▶ **Quoted passage**
-.-.-
- Developer: Foursfield
- Publisher: Electric Dreams Software
- Designer: Anna Ufnowska
- Programmer: Colin Reed
- Artist: Steve Green
- Composer: David Lowe
- Platforms: Amiga, Amstrad CPC, Atari ST, Commodore 64, ZX Spectrum
- Release: January 1989: ST February 1989: Amiga
- Genre: Action
- Mode: Single-player

= Incredible Shrinking Sphere =

1989 video game

Incredible Shrinking Sphere is a 1989 video game developed by Foursfield and published by Electric Dreams Software for Amiga, Amstrad CPC, Atari ST, Commodore 64, and ZX Spectrum

==Plot==
On the planet Sangfalmadore, the player is recruited to the Sphere Training Corps. An earthquake has trapped the STC's Colonel Matt Ridley, leaving it up to the player to rescue him.
-.-.-
▶ **Recorded information**
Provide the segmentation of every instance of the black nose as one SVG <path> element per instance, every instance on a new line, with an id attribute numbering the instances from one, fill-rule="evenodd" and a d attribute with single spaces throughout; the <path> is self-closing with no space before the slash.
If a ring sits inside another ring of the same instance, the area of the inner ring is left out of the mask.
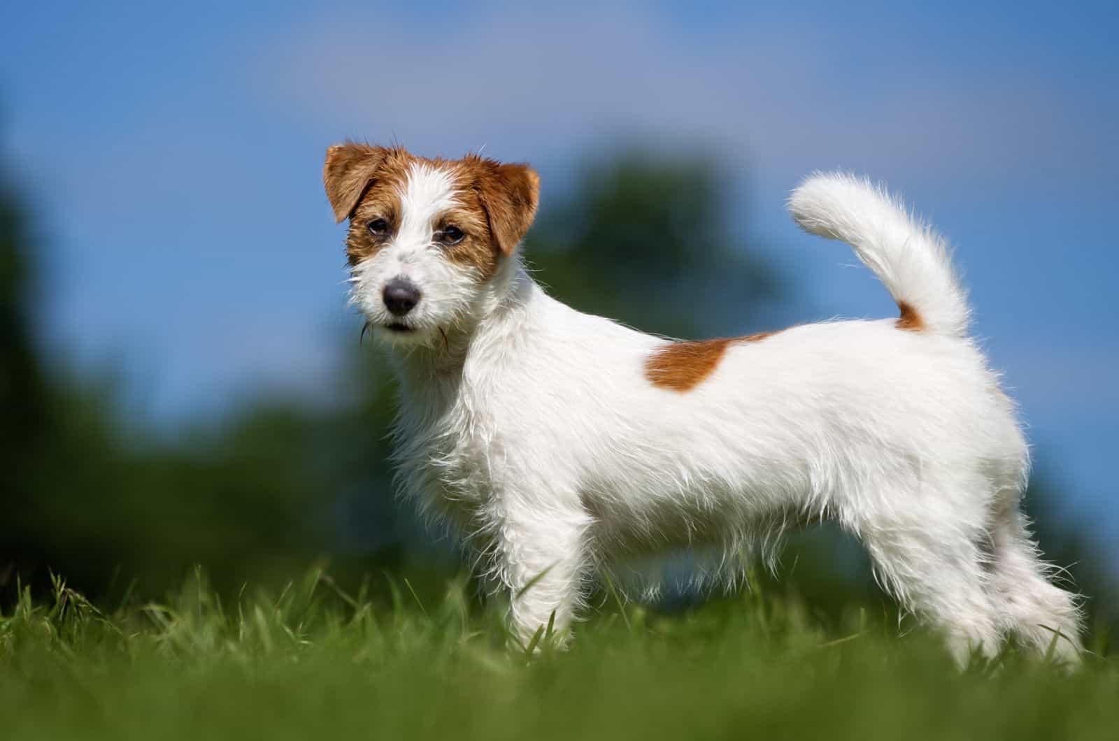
-.-.-
▶ **Work to do**
• a. Answer these questions using the Incredible Shrinking Sphere article, one answer per line:
(i) Who composed the game's music?
(ii) On which planet does the plot take place?
(iii) Which member of the Sphere Training Corps is trapped by an earthquake?
• b. List every platform that the Incredible Shrinking Sphere article says the game was released for.
• c. Carry on the Incredible Shrinking Sphere article from its final sentence.

▶ **Solved tasks**
• a.
(i) David Lowe
(ii) Sangfalmadore
(iii) Colonel Matt Ridley

• b. Amiga, Amstrad CPC, Atari ST, Commodore 64, ZX Spectrum

• c.
==Gameplay==
The game consists of eight levels, each divided into four maze sections. The player must direct the ball to the exit of the maze. Each maze has traps and assassin enemies. Assassins can be countered with collectable shields or ammo. Traps can be tackled by shrinking or enlarging the ball.

==Development==
Anna Ufnowska's inspiration for designing the game came from the intricate weaving of a pair of slippers. The project began in late February 1988 and took seven months to put together.

==Release==
The game package included a contest slip offering a chance to win a Tomy Omnibot 2000 or a limited-edition Incredible Shrinking Sphere poster.

==Reception==

ACE magazine called Incredible Shrinking Sphere an impressive debut for Foursfield because of the realistic ball movement.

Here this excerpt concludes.